REQUIREMENT: Transcribe the passage of the article about Kate Garraway from "Kate has been" up to and including "touch with you'.".

SOURCE EXTRACT:
────────

She added: "You’re watching him wake up in the morning and there’s almost like a flicker in his eyes of almost like he’s forgotten and then it’s just descends on him, this paralysis. His brain is not his friend at the moment and it always was his friend…"
Kate said: "It is a new dance that we’ve got at the moment and we’re very much work in progress. But he’s still here, you know…"
But she joked that her relationship with Derek is "not all doom and gloom".
Asked by Shelagh what the impact of Derek's illness on their children had been, Kate said: "It’s huge, Darcey [their eldest daughter] is like a grown woman now, she’s 17 and she was a little girl when he got sick.
"And of course you don’t remember much before 4 or 5 so it must be a big chunk of her life that Derek is the Derek that he is now. But they’re finding their own way to have a relationship with him…
"You always worry you’re not there enough, you’re not spotting enough stuff and so I guess there’s extra guilt because I feel my time is consumed".
Kate has been trying to speak to Health Secretary Steve Barclay to campaign for reforms for the care system, but has struggled to get in touch.
"I feel because I am lucky enough to be in the position I’m in I want to be the champion for those who get in contact in their thousands," she said.
"And I have been trying to get in touch and I found myself saying 'I can’t get in touch with you'.
"Actually his team did say ‘we really didn’t know you were trying to get in touch, genuinely we will have a conversation".
Kate said that "there’s a clunkiness and a lack of communication that I feel like could be fixed" in the care system.
"There’s something about the assessment that feels like the system that’s supposed to be there to catch you when you fall is sort of trying to catch you out."
But she stopped short of assigning blame to anyone in particular.
"Even the evil administrators as they’re often painted - it’s not their fault. It’s just this weight of conflicting bodies and things being presented and you not being present when they’re presented."
The Strength of Love: Embracing an Uncertain Future with Resilience and Optimism, by Kate Garraway from Bonnier Books, is released on September 14.

────────

DATASET EXCERPTS:

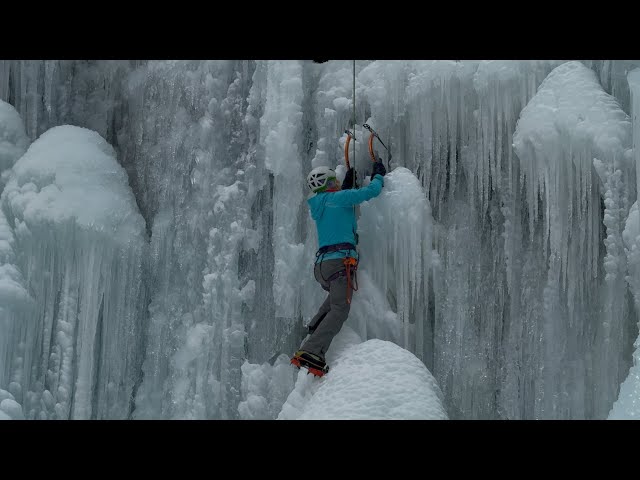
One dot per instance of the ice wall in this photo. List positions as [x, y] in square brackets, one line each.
[210, 150]
[80, 244]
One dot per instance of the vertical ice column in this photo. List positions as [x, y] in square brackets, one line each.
[627, 405]
[570, 121]
[280, 132]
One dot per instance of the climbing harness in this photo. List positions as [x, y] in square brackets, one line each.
[350, 266]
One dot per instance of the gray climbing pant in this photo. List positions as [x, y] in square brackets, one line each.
[334, 310]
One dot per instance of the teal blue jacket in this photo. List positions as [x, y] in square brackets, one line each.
[335, 216]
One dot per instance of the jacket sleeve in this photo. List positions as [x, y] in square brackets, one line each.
[347, 198]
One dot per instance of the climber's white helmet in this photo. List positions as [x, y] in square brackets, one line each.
[319, 177]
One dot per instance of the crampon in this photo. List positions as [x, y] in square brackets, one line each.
[312, 363]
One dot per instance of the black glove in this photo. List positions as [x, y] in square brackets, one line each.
[348, 179]
[378, 169]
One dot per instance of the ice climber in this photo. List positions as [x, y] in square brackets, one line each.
[336, 260]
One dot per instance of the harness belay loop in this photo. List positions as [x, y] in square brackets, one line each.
[350, 265]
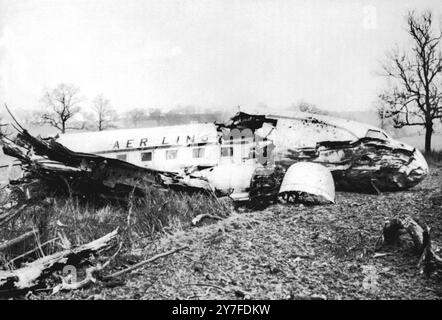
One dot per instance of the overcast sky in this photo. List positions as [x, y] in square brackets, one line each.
[216, 53]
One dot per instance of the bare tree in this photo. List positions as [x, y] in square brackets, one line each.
[62, 104]
[415, 78]
[137, 115]
[104, 114]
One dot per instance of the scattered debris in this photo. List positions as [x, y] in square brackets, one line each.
[420, 234]
[34, 273]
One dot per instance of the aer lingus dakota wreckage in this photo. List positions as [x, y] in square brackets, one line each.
[254, 156]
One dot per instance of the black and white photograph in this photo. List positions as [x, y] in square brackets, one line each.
[249, 151]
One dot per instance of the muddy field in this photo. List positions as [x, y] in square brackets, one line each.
[289, 252]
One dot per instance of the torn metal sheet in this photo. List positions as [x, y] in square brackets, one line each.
[246, 158]
[87, 174]
[309, 178]
[359, 156]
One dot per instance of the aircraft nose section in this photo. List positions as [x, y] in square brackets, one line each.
[421, 163]
[417, 168]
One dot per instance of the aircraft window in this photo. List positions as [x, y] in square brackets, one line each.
[146, 156]
[227, 152]
[376, 134]
[122, 157]
[171, 154]
[198, 152]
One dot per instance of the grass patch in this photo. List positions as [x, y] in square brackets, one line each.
[434, 157]
[81, 221]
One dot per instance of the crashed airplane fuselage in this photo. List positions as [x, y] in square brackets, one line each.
[360, 157]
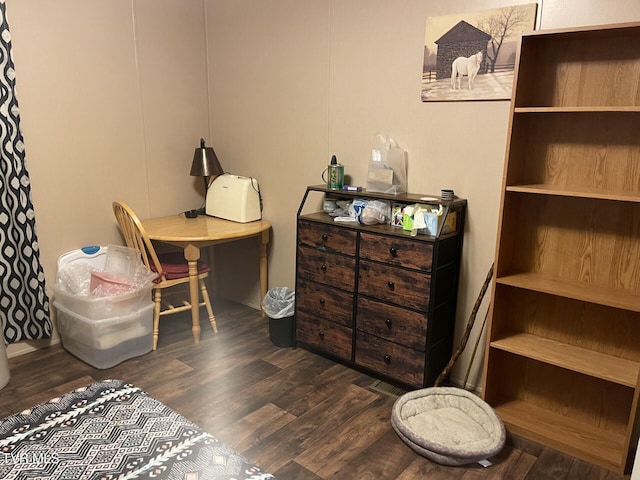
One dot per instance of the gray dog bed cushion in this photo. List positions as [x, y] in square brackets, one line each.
[448, 425]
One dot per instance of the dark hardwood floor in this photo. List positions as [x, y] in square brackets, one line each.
[296, 414]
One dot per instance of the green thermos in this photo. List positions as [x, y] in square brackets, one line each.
[335, 174]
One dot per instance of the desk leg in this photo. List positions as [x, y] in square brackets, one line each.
[264, 278]
[192, 254]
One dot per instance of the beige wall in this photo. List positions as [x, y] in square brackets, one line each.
[115, 95]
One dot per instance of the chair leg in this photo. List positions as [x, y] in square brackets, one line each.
[157, 298]
[207, 303]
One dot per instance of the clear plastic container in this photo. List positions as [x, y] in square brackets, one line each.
[106, 342]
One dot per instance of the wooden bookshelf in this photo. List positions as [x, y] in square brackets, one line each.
[563, 351]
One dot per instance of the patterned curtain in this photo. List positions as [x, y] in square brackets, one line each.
[24, 304]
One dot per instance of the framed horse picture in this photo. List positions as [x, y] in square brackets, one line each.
[471, 56]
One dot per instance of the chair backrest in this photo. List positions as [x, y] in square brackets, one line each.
[136, 237]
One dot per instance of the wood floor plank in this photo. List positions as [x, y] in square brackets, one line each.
[276, 405]
[250, 431]
[347, 439]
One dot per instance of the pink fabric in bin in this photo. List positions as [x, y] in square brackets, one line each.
[175, 266]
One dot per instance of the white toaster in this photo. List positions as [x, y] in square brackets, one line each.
[233, 197]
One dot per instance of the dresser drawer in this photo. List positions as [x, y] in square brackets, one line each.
[325, 302]
[331, 337]
[327, 237]
[328, 268]
[388, 358]
[400, 286]
[396, 251]
[396, 324]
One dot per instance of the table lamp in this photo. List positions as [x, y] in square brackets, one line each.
[205, 164]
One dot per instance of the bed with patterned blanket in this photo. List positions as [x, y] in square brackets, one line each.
[114, 430]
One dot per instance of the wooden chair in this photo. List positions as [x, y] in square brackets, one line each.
[172, 268]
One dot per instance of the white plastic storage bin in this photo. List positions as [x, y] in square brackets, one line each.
[96, 308]
[106, 342]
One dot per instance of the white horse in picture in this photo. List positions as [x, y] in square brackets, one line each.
[468, 66]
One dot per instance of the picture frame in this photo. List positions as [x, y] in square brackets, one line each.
[471, 56]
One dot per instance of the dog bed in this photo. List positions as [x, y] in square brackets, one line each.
[448, 425]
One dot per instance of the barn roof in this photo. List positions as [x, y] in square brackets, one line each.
[463, 32]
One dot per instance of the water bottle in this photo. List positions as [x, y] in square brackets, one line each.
[335, 174]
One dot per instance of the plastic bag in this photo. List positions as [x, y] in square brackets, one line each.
[279, 302]
[388, 166]
[370, 212]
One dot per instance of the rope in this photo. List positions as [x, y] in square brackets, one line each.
[467, 332]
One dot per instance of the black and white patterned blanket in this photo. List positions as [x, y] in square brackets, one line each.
[113, 430]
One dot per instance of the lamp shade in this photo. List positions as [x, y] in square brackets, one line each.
[205, 163]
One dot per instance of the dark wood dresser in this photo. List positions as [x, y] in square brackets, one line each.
[375, 297]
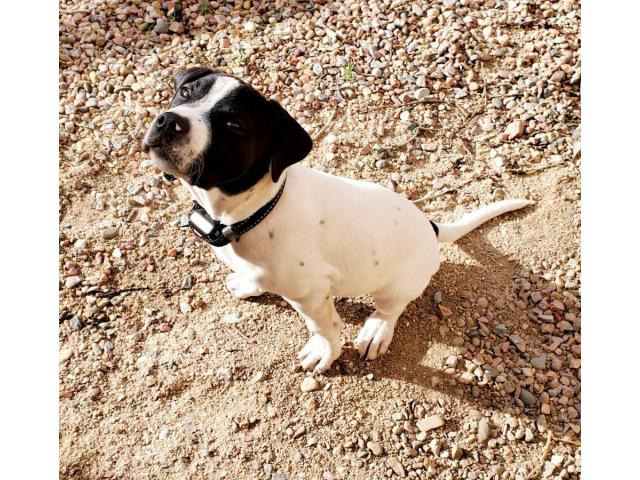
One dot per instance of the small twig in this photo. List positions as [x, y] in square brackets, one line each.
[326, 125]
[443, 192]
[239, 332]
[118, 292]
[73, 12]
[570, 442]
[402, 105]
[411, 138]
[537, 469]
[529, 171]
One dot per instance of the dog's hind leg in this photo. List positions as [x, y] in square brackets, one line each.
[374, 338]
[324, 323]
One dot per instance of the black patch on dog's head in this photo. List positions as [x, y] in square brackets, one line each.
[249, 135]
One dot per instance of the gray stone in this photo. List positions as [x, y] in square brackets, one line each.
[430, 423]
[73, 281]
[309, 384]
[484, 430]
[109, 233]
[161, 27]
[539, 362]
[528, 398]
[76, 324]
[517, 341]
[375, 448]
[397, 467]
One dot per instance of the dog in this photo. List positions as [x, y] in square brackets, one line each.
[312, 236]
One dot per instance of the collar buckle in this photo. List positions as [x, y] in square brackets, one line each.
[229, 233]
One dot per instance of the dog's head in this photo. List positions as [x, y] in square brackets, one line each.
[220, 132]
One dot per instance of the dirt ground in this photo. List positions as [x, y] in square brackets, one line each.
[165, 375]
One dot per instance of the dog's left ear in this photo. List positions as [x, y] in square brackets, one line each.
[291, 143]
[189, 75]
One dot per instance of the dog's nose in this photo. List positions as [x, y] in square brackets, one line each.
[171, 123]
[166, 127]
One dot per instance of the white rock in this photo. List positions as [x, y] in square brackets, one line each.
[65, 354]
[230, 318]
[309, 384]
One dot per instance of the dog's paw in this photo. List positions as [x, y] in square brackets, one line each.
[374, 338]
[241, 287]
[319, 352]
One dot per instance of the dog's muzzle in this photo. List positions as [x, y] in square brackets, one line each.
[166, 128]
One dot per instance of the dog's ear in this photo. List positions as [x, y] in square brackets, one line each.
[189, 75]
[291, 143]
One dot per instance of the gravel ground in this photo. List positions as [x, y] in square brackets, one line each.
[455, 103]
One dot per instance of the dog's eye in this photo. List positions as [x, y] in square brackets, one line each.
[235, 125]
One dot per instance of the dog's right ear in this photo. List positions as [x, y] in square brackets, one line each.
[189, 75]
[291, 143]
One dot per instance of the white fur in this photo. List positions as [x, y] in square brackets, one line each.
[199, 135]
[332, 237]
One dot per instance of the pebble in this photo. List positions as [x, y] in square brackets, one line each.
[309, 384]
[456, 452]
[395, 465]
[528, 398]
[76, 324]
[230, 318]
[185, 307]
[94, 393]
[466, 378]
[375, 448]
[110, 233]
[484, 430]
[539, 362]
[65, 354]
[430, 423]
[72, 281]
[515, 129]
[421, 93]
[548, 469]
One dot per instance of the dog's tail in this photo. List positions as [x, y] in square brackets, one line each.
[450, 232]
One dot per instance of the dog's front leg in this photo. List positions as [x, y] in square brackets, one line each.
[324, 323]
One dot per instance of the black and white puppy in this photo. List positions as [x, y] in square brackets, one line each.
[326, 237]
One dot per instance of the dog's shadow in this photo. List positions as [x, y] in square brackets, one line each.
[423, 339]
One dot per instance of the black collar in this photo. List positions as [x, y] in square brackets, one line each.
[218, 234]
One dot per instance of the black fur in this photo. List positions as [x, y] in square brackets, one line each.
[267, 137]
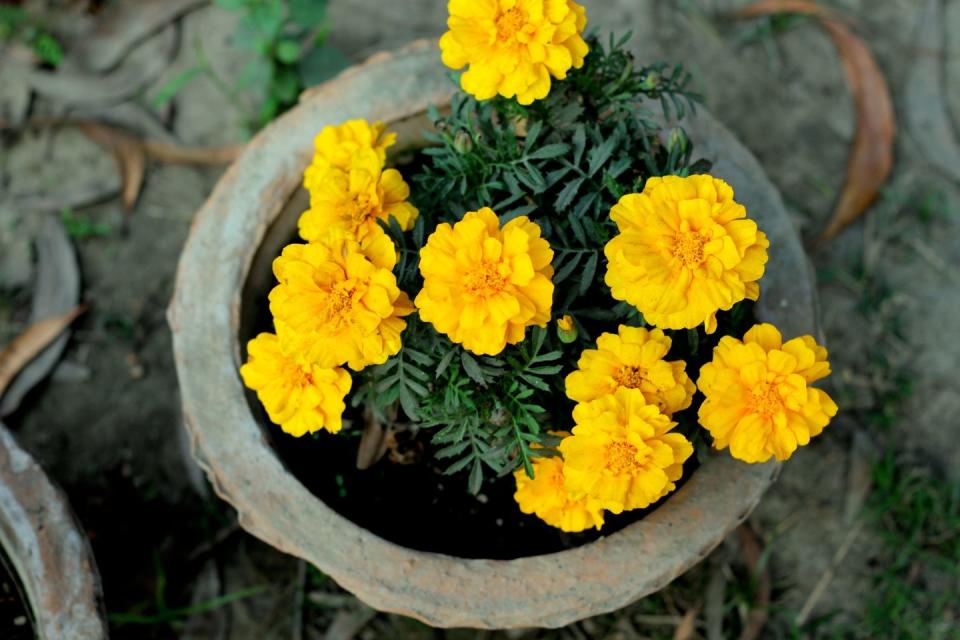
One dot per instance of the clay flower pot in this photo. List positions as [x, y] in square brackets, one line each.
[242, 226]
[49, 553]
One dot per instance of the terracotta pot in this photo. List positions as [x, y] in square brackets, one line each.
[548, 590]
[49, 553]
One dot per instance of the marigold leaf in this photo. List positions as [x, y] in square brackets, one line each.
[568, 268]
[472, 368]
[445, 362]
[476, 478]
[549, 151]
[568, 193]
[589, 271]
[459, 465]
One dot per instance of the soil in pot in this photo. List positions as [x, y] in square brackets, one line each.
[15, 616]
[405, 498]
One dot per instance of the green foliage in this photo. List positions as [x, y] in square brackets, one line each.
[564, 161]
[16, 25]
[81, 227]
[918, 577]
[159, 612]
[286, 38]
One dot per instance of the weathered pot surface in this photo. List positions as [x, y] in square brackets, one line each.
[548, 590]
[49, 553]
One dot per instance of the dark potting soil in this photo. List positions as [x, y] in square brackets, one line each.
[15, 616]
[415, 506]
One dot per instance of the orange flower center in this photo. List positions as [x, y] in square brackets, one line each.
[357, 209]
[688, 249]
[510, 23]
[630, 377]
[485, 281]
[622, 458]
[766, 400]
[339, 304]
[304, 378]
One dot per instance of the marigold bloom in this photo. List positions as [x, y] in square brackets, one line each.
[336, 145]
[685, 251]
[350, 202]
[338, 302]
[483, 285]
[759, 402]
[545, 496]
[622, 452]
[633, 358]
[301, 398]
[513, 47]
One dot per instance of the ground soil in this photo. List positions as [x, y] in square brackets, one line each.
[106, 425]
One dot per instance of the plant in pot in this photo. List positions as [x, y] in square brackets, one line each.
[540, 314]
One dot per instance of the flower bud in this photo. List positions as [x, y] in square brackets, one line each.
[566, 329]
[462, 142]
[678, 141]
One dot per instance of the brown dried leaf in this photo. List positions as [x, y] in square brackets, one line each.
[22, 349]
[752, 555]
[129, 154]
[123, 26]
[871, 158]
[178, 154]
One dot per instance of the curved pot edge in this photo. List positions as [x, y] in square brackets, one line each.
[50, 553]
[361, 578]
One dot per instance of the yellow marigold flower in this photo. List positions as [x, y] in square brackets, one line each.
[513, 47]
[350, 202]
[685, 251]
[545, 496]
[632, 359]
[338, 302]
[483, 285]
[336, 145]
[622, 452]
[759, 399]
[301, 398]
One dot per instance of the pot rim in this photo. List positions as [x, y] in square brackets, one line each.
[50, 554]
[549, 590]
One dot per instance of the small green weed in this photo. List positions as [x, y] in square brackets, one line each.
[287, 39]
[16, 25]
[81, 227]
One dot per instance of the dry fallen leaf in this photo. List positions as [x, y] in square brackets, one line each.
[31, 342]
[752, 555]
[178, 154]
[871, 158]
[129, 154]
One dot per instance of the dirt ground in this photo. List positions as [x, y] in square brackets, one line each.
[106, 425]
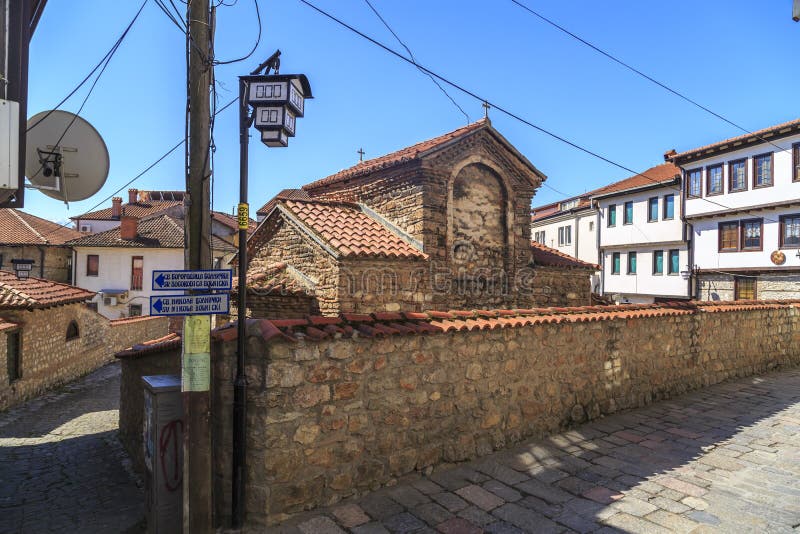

────────

RESPONSE AREA:
Kate has been trying to speak to Health Secretary Steve Barclay to campaign for reforms for the care system, but has struggled to get in touch.
"I feel because I am lucky enough to be in the position I’m in I want to be the champion for those who get in contact in their thousands," she said.
"And I have been trying to get in touch and I found myself saying 'I can’t get in touch with you'.